---------- RAW DATA

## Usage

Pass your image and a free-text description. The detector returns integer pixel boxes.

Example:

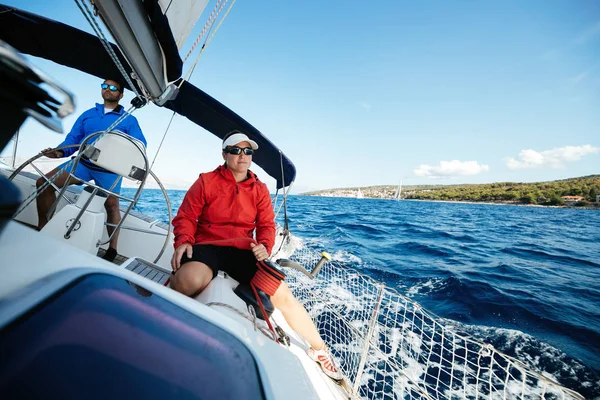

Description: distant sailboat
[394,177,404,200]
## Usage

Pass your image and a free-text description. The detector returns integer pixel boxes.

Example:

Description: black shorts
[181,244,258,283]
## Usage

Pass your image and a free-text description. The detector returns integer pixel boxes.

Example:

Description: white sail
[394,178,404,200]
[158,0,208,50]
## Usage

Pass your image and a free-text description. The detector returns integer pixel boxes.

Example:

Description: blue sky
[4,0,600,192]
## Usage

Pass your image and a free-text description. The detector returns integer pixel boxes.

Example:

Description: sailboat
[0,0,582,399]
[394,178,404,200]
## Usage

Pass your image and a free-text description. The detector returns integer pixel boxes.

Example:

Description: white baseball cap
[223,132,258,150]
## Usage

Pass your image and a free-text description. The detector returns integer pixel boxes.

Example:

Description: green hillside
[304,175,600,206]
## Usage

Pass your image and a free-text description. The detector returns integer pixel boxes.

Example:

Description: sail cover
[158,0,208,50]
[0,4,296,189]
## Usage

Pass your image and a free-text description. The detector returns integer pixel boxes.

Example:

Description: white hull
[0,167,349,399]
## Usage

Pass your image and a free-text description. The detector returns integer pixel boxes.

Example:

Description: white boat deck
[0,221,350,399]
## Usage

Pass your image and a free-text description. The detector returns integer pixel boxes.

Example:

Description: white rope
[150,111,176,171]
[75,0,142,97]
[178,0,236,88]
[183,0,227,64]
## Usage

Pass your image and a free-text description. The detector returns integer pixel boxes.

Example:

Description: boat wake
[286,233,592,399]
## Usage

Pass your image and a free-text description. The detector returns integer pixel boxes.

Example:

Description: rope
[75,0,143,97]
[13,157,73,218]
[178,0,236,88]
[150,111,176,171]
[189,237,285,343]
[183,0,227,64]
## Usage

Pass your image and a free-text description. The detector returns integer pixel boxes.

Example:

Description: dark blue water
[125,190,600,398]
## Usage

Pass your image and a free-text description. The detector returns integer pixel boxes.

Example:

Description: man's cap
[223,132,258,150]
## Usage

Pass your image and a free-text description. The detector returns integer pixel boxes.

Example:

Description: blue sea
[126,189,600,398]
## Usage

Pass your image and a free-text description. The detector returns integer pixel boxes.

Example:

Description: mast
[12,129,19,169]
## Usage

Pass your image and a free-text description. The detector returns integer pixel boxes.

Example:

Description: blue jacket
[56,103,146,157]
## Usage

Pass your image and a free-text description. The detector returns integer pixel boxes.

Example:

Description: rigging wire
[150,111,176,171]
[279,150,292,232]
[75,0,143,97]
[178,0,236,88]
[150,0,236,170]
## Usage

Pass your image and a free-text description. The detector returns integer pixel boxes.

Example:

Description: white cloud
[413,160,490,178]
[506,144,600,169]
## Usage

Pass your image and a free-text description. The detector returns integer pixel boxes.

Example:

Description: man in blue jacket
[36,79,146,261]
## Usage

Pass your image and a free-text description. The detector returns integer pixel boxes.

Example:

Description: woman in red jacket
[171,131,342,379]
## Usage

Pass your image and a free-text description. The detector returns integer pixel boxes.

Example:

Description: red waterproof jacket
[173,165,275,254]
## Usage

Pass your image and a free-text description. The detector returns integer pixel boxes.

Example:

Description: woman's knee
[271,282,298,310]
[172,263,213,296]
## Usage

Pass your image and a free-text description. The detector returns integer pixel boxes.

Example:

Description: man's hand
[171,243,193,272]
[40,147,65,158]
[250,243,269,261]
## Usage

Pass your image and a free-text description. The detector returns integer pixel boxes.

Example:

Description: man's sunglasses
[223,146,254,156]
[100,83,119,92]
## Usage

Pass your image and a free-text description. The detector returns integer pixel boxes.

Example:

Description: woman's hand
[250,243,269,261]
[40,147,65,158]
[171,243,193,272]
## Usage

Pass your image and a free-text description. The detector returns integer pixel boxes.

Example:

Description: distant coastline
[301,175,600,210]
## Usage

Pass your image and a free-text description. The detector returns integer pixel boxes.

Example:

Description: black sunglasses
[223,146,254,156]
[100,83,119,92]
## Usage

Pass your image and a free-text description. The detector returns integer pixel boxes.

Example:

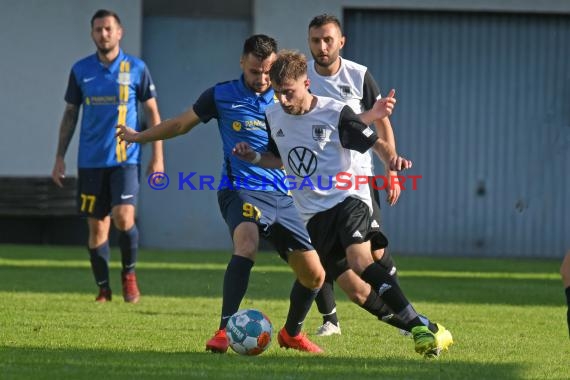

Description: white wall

--------------------

Reproduce all of the lines above word for word, leaving out the pictures.

RESPONSE TO THIS TASK -
## Usage

Pass your image and a free-text description. The detector returns integer pixel boxes.

Example:


Description: distant sailboat
[394,177,404,200]
## Usage

Pass your image and a free-text description. The detector returns integer pixel boxes.

Example:

Description: black shorts
[181,244,258,283]
## Usage

Pass your image and a free-text description. The detector returns integer pixel boxes.

Example:

Description: white sail
[394,178,404,200]
[158,0,208,50]
## Usage

Pass your image and a free-text description. The detector returns integer pixel boxes.

Example:

Description: blue sky
[4,0,600,192]
## Usage

Pass your image and a free-text description. The detector returns integer pixel boxes.

Example:

Description: sailboat
[0,0,582,399]
[394,178,404,200]
## Usage

Pass your image and a free-text description. The detector returns integer pixel boxes.

Example:

Description: white baseball cap
[223,132,258,150]
## Usage

Pass your image and a free-text description. The detector returns integer pixel boxes.

Example:

Description: green hillside
[304,175,600,206]
## Usage

Pass your image and a free-text description. The detector returns integer pixel boxes.

Example:

Description: sail cover
[158,0,208,50]
[0,4,296,189]
## Usage

Pass your image and a free-text description. The detector returns integer pixel boxes.

Example:

Description: white hull
[0,167,349,399]
## Usage

Pass your image and a free-text description. The detector returns integer pixel boxes.

Example:

Description: white boat deck
[0,221,350,399]
## Usage

Pass your image and a free-text description. The detector returns integer pixel boxes.

Example:

Description: white rope
[150,111,176,171]
[75,0,142,97]
[178,0,236,88]
[183,0,227,64]
## Usage

Pass your image and a free-text description. The detector returns integer pixel boxes.

Example:

Description: boat wake
[286,233,592,399]
## Usage

Pass your image and a free-text description. The detector returns integer pixel boxes.

Example:

Description: rope
[75,0,143,97]
[13,157,73,218]
[178,0,236,88]
[150,111,176,171]
[189,237,285,343]
[183,0,227,64]
## Usage

Pass your image and a free-text description. The detector returns integer pixel boxes.

Example:

Description: dark blue water
[125,190,600,398]
## Usage

Pass your image and a free-text description. The detector returns integer pixel boxes.

Example:

Description: man's cap
[223,132,258,150]
## Usage

Pass your image and a free-text description. The detector returns integer pixel boxes.

Example:

Description: blue sea
[126,189,600,398]
## Usage

Pass your image and a free-text description. The detector returns integer pixel boxes.

Example:

Description: mast
[12,129,19,169]
## Usage

Pass your image and a free-text description. The detector returns integer pixel boxes.

Example:

Description: blue jacket
[56,103,146,157]
## Usage

Pass your image and a free-text description. The detector returns integer pixel boxes.

Example:

Description: rigging wire
[150,111,176,171]
[279,150,292,232]
[75,0,143,97]
[178,0,236,88]
[150,0,236,170]
## Usage

Pass your image and a free-text description. The detector returns integer pixel boxes.

Example:

Description: white cloud
[413,160,490,178]
[506,144,600,169]
## Usage

Pass your image and a free-text description. The detector returns integer pixel boxes.

Example:

Description: man in blue jacket
[36,79,146,261]
## Usage

Pass your image and a free-text description. The detector returns integer pixel boxes.

Example:

Description: woman in red jacket
[171,131,342,379]
## Usage

Pass your image and a free-text description. The detector returns integer pixel boxes.

Example:

Description: red waterproof jacket
[173,165,275,254]
## Usage

Pass your image and a free-text description. The detector returns integer pixel boxes.

Example:

Description: woman's knee
[271,282,298,310]
[172,263,213,296]
## Usage

Pass your image and a free-text description. The detector returns integer pixel boxes.

Example:

Description: man's hand
[171,243,193,272]
[40,147,65,158]
[250,243,269,261]
## Usage

Pass your image and a free-text description. The detector returns integer pixel boxes.

Example:

Description: man's sunglasses
[223,146,254,156]
[100,83,119,92]
## Usage

Pass your image and a free-text description. The detector returns integer pixel boxes.

Example:

Description: woman's hand
[250,243,269,261]
[40,147,65,158]
[171,243,193,272]
## Usage

Pass your image and a free-text description. The detector returns integer pixel boxes.

Example:

Description: distant coastline
[301,175,600,210]
## Usage

Pass your image and a free-text description. The detector returns integer pixel boxes.

Example:

Description: black sunglasses
[223,146,254,156]
[100,83,119,92]
## Usage

Pass your image and a free-text description. The detector returns integer pixel boxes.

Example:


Description: white wall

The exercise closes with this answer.